*** Begin section ***

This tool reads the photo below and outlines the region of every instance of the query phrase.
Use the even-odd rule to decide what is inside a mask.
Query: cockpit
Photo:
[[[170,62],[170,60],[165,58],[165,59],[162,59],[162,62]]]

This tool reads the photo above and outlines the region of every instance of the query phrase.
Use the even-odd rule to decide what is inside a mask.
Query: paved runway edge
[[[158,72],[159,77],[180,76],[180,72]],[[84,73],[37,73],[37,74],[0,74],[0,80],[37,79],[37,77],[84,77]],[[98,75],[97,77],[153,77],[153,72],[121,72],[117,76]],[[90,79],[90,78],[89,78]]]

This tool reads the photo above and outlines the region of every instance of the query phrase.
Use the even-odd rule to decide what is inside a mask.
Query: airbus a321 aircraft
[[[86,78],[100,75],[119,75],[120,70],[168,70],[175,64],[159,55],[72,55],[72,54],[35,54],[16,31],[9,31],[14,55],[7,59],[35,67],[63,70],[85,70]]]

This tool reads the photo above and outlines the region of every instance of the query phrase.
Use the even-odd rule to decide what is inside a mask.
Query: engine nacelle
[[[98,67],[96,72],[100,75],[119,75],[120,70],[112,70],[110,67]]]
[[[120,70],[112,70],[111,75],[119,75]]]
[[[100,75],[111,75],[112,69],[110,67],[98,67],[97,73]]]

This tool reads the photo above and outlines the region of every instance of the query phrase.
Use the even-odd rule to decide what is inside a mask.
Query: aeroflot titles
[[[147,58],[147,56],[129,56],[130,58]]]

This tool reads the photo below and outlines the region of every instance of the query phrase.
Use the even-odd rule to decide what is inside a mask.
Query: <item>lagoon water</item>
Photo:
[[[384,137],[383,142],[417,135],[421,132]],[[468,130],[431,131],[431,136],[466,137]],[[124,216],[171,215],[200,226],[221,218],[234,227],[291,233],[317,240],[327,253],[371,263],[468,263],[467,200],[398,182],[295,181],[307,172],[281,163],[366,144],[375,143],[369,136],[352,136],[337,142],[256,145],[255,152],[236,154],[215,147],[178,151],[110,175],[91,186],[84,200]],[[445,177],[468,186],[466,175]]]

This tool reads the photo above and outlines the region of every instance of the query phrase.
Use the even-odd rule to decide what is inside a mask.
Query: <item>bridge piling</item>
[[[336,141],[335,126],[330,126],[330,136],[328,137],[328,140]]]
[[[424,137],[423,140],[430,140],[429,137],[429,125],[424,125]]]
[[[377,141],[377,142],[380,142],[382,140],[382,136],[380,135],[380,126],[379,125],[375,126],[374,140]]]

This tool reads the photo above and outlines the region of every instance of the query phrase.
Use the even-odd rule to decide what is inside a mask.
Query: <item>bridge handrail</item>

*** End section ***

Starting at the line that contains "Query: airbus a321 aircraft", copy each line exactly through the end of the listing above. Include that first line and the last one, and add nothing.

* EXERCISE SOLUTION *
Query: airbus a321 aircraft
[[[86,78],[100,75],[119,75],[120,70],[168,70],[175,64],[159,55],[72,55],[72,54],[35,54],[16,31],[9,31],[14,55],[7,59],[35,67],[63,70],[85,70]]]

This tool reads the photo above and outlines the region of every instance of the query phrase.
Use the even-odd rule to decide what is inside a mask.
Query: engine nacelle
[[[98,67],[96,72],[100,75],[119,75],[120,70],[112,70],[110,67]]]
[[[120,70],[112,70],[111,75],[119,75]]]
[[[100,75],[111,75],[112,69],[110,67],[98,67],[97,73]]]

This tool reads the photo above and outlines the region of every instance of the query phrase.
Use the even-odd rule to decide what is inside a mask.
Query: aeroflot titles
[[[147,58],[147,56],[129,56],[130,58]]]

This tool reads the photo below and outlines the region of every instance of the query phrase.
Use the even-odd rule to decide what is inside a mask.
Query: <item>lagoon water</item>
Photo:
[[[384,137],[383,142],[417,135],[421,132]],[[468,130],[431,131],[431,136],[466,137]],[[124,216],[171,215],[200,226],[221,218],[234,227],[291,233],[317,240],[327,253],[371,263],[468,263],[467,200],[398,182],[295,181],[307,172],[281,163],[366,144],[375,143],[369,136],[352,136],[337,142],[256,145],[255,152],[236,154],[215,147],[178,151],[110,175],[91,186],[84,200]],[[445,177],[468,186],[466,175]]]

This tool reads the photo above and outlines the region of every instance of the query phrase.
Use the even-odd rule to decide what is inside a mask.
Query: <item>bridge piling</item>
[[[336,141],[335,126],[330,126],[330,136],[328,137],[328,140]]]
[[[424,137],[423,140],[430,140],[429,137],[429,125],[424,125]]]
[[[377,141],[377,142],[380,142],[382,140],[382,136],[380,135],[380,126],[379,125],[375,126],[374,140]]]

This tool reads the photo above and outlines the region of every instance of the query phrase.
Use the even-odd rule to decide what is inside a mask.
Query: <item>bridge handrail</item>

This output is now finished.